** Start of Page extract **
# pic of my grr



## hap (Jan 3, 2008)

Hi to all of you . Crab Apple trees and creeping flox in bloom in GRR . Netting over pond my wife sewed together from JoAnn Fabrics last fall material was cheap. here is link to pic.
http://1stclass.mylargescale.com/hap/Garden%20RR/DKspring09%20014.jpg


----------



## Nicholas Savatgy (Dec 17, 2008)

*Nice job







*


----------



## pimanjc (Jan 2, 2008)

Harold,
The layout is looking good. Your trees are beautiful. This year, all our flowering trees got their buds nipped by two April snows.
JimC.


----------



## Torby (Jan 2, 2008)

I think we need more photos!


----------



## bottino (Feb 7, 2008)

I really like that netting. I also like your layout. I used regular pond netting, and it is a royal pain. Can you tell me exactly what that material is. I have a smalll water feature, but we are in the woods. and boy do I get the leaves.
Thanks
Paul


----------



## hap (Jan 3, 2008)

The material is for bridal veils. It feels like it is nylon. Cheak any fabric store for it . JoAnns fabric in benton harbor,Mi is where we got it.


----------
** End of Page extract **
From the forum thread, copy the text from "## Torby (Jan" up to and including "get the leaves." word for word.
** Start of Records supplied **
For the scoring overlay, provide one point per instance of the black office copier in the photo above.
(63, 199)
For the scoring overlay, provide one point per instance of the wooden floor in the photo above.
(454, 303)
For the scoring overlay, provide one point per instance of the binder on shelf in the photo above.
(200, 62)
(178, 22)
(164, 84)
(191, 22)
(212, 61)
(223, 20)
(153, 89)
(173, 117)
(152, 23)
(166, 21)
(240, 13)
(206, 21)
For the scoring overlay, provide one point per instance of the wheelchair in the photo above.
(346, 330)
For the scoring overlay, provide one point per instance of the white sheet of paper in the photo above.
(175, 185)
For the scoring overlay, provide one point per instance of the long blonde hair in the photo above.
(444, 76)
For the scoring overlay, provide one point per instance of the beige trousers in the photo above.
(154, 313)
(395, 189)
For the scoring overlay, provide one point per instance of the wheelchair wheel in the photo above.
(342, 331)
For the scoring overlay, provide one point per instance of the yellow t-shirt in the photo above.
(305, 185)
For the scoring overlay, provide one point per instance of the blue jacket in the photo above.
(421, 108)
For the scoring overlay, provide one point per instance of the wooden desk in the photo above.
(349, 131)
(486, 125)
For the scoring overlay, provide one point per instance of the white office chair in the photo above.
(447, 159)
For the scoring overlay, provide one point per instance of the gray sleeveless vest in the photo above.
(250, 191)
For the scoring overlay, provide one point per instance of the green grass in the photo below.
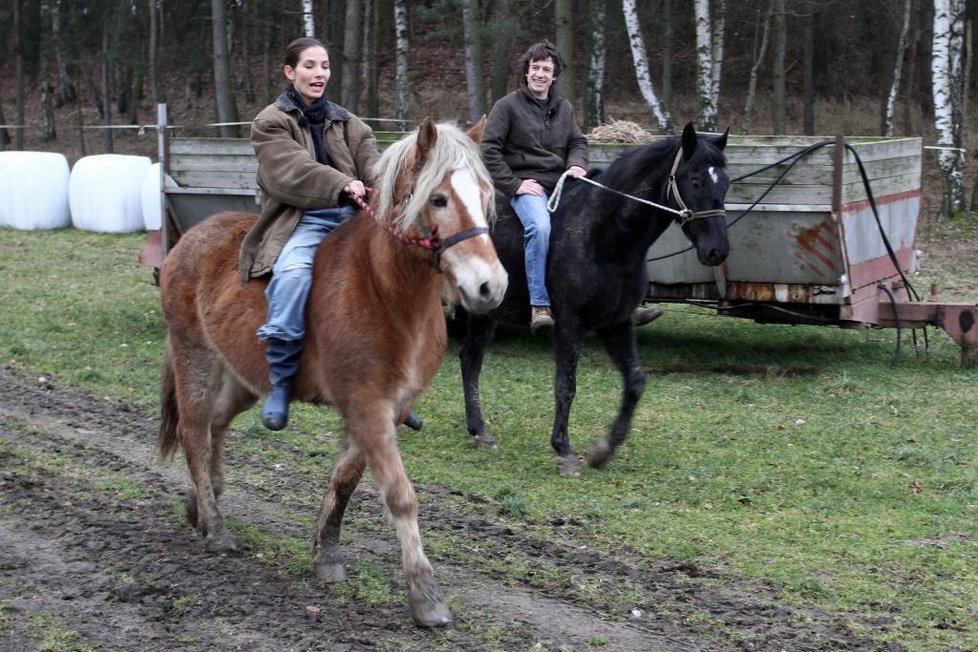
(809, 459)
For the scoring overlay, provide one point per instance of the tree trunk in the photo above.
(943, 69)
(761, 32)
(223, 93)
(779, 44)
(808, 77)
(308, 19)
(352, 48)
(66, 86)
(563, 22)
(705, 60)
(667, 33)
(594, 93)
(152, 63)
(401, 61)
(637, 44)
(18, 44)
(503, 42)
(106, 93)
(472, 45)
(898, 69)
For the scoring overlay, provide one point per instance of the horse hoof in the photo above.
** End of Records supplied **
■ **Problem solution**
## Torby (Jan 2, 2008)

I think we need more photos!


----------



## bottino (Feb 7, 2008)

I really like that netting. I also like your layout. I used regular pond netting, and it is a royal pain. Can you tell me exactly what that material is. I have a smalll water feature, but we are in the woods. and boy do I get the leaves.